ZADANIA:
1. Odpowiedz krótko na pytania dotyczące wpisu z piątym rozdziałem opowiadania:
(a) Od jak dawna autorka nie napisała ani słowa?
(b) Na jakiej stronie komentująca najpierw znalazła to opowiadanie?
(c) Do którego rozdziału opowiadanie jest dostępne na tamtej stronie?
2. Dopisz dalszy ciąg wpisu z piątym rozdziałem opowiadania. Zacznij od miejsca po ostatnim zdaniu komentarza.

*** FRAGMENT TEKSTU ***

Everything but the girl ch.5

Jan 24, 2010 19:58

Wiem, długo mi to zajęło, a najgorsze jest to, że następny rozdział zajmie mi jeszcze dłużej bo od miesięcy nie napisałam ani słowa. Więc wybaczcie.

PS. Still pg ;)

This way )

house/wilson, pg, fik

Leave a comment

Comments 15

mitakechan November 12 2011, 09:58:53 UTC
Ej! To jest świetne! Znaczy się, jak to jest, że tyyyyle ficków tak trudno znaleźć? Znaczy, ile osób wchodzi na livejournala? Mam wrażenie, że niewiele, czy tylko się nie znam. Ja w sumie zazwyczaj nie wchodzę. Ale wlazła, szukając dalszych części tego cudeńka. Sama rozumiesz, na początku znalazłam na fanfiction.net, ale tam masz to tylko do trzeciego rozdziału, a dwa są tutaj, po prostu ukryte przed światem! W każdym razie, zamienienie Housa w babę - jak dla mnie genialne! Dlatego z chęcią zobaczyłabym, jak to będzie wyglądało dalej. Reakcja wszystkich i w ogóle. Po prostu "kto pierwszy poderwie Housa?" (Tak, wiem, że Wilon, ale daj mi sobie powyobrażać na przykład fem!House/Trzynastka)

*** WIERSZE ***

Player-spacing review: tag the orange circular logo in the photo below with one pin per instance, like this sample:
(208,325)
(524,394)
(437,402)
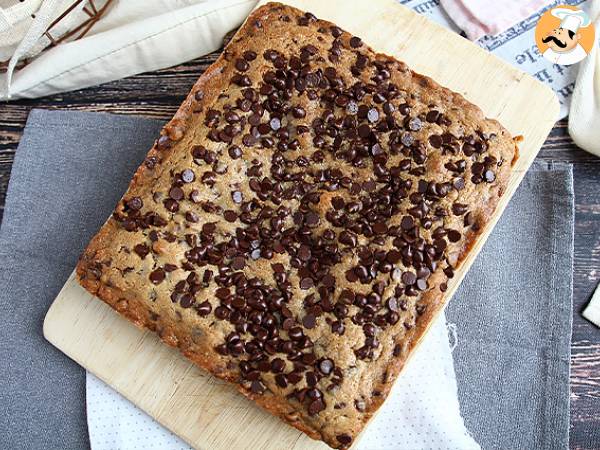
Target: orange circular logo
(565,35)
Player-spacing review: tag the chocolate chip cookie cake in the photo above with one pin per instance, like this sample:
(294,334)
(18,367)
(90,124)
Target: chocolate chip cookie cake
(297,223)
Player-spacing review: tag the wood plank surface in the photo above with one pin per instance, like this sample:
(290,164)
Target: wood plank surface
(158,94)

***
*** WIERSZE ***

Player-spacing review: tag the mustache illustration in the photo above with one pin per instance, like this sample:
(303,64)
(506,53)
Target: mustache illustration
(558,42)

***
*** WIERSZE ***

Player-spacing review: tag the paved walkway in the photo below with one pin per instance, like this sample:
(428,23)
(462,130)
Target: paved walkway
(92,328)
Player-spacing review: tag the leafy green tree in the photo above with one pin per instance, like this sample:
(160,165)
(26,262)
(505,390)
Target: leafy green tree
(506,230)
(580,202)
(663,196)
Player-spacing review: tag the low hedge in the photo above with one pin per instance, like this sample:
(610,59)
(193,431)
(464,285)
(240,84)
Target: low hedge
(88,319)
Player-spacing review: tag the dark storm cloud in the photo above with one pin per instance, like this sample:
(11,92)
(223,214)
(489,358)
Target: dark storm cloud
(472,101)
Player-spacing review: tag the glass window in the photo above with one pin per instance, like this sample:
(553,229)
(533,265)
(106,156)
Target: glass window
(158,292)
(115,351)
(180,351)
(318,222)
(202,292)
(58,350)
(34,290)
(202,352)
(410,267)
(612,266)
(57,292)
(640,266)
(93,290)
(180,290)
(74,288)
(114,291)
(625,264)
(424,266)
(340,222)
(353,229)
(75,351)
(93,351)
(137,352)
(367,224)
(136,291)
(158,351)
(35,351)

***

ROZWIĄZANIA:
1.
(a) Od miesięcy.
(b) Na fanfiction.net.
(c) Do trzeciego rozdziału.

2.
No, a przechodząc do sedna, mogłabyś napisać coś dalej, wiesz? W sumie nie wiem, czy jeszcze tu w ogóle zaglądasz (ostatni Twój wpis jest sprzed roku...) ale jeżeli odnajdziesz ten komentarz, to wiedz: KTOŚ CZEKA NA DALSZĄ CZĘŚĆ!

Reply

woostergirl November 12 2011, 10:56:38 UTC
Wiesz, nie podejrzewałam, że ktoś w ogóle czytał te moje wypociny, w sumie to bardzo mi miło :)
Niestety na kontynuacje jakiekolwiek z moich house'owych fików raczej nie możesz liczyć, a to z prostego powodu; opuściłam ten fandom już wieki temu i po prostu nie mam weny aby napisać cokolwiek. Zwyczajnie przestałam interesować się Housem, bliżej mi teraz do Sherlocka Holmesa, do którego i tak już nic nie napiszę bo, jak już wspomniałam, brak mi weny.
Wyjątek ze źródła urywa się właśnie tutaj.